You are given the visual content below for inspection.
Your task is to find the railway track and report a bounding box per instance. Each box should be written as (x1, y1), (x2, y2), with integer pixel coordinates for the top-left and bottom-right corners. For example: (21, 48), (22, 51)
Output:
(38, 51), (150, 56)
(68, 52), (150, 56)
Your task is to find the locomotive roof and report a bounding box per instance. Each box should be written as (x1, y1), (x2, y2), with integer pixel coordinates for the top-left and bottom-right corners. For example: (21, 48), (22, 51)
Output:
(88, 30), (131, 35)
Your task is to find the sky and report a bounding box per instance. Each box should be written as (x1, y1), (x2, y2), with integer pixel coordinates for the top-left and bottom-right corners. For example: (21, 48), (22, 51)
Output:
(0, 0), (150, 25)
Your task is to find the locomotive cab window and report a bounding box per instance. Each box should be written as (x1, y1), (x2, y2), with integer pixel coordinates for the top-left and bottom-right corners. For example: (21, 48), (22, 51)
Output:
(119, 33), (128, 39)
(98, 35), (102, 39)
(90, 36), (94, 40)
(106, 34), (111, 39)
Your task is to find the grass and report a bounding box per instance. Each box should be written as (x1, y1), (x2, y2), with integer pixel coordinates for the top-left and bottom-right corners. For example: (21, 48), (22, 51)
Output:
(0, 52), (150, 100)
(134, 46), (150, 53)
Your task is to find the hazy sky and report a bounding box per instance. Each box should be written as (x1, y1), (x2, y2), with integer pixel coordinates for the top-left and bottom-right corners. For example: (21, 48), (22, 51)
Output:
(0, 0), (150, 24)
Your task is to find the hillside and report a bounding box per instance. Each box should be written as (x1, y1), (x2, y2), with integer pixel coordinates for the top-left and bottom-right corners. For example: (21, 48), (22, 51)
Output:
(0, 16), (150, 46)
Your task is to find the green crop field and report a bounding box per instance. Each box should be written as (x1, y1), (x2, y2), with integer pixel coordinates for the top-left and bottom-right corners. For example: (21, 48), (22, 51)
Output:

— Work to be completed —
Reproduce all of the material above, putting "upper-left" in place of each "top-left" and leaving everything else unchanged.

— Response to the task —
You are given the visual content below for inspection.
Your task is to find the railway track and report a bounding box per instance. Each box should be written as (x1, y1), (x2, y2), with integer pixel coordinates for the upper-left and bottom-right corners. For example: (21, 48), (22, 51)
Output:
(38, 51), (150, 56)
(68, 52), (150, 56)
Your task is to find the locomotive roof and report a bounding box per instance. Each box should be written as (x1, y1), (x2, y2), with integer pixel coordinates for the upper-left and bottom-right corners. For example: (21, 48), (22, 51)
Output:
(88, 30), (131, 35)
Your task is to find the sky and report a bounding box per instance. Each box should be written as (x1, y1), (x2, y2), with integer pixel coordinates for the upper-left and bottom-right corners. For example: (21, 48), (22, 51)
Output:
(0, 0), (150, 25)
Your task is to find the locomotive cab window and report a bounding box per instance. Each box should be written as (x1, y1), (x2, y2), with integer pixel coordinates for the upper-left and bottom-right corners. For example: (21, 48), (22, 51)
Output:
(119, 33), (128, 39)
(98, 35), (102, 39)
(90, 36), (94, 40)
(106, 34), (111, 39)
Your task is to find the grass and report a bounding box per instance. Each box should be written as (x1, y1), (x2, y2), with integer pixel coordinates for the upper-left and bottom-right corners. For example: (21, 48), (22, 51)
Output:
(0, 52), (150, 100)
(134, 46), (150, 53)
Your task is to find the hazy sky and report a bounding box per instance. Each box should be written as (x1, y1), (x2, y2), with integer pixel coordinates for the upper-left and bottom-right corners. For example: (21, 48), (22, 51)
Output:
(0, 0), (150, 24)
Your task is to find the hillside and report a bounding box per instance. Each box should be written as (x1, y1), (x2, y2), with integer pixel coordinates for the upper-left and bottom-right corners. For example: (21, 48), (22, 51)
Output:
(0, 16), (150, 46)
Your task is to find the green crop field and report a bounding box per instance. Each box should be written as (x1, y1), (x2, y2), with integer pixel coordinates for the upper-left and bottom-right corners. For example: (21, 48), (22, 51)
Output:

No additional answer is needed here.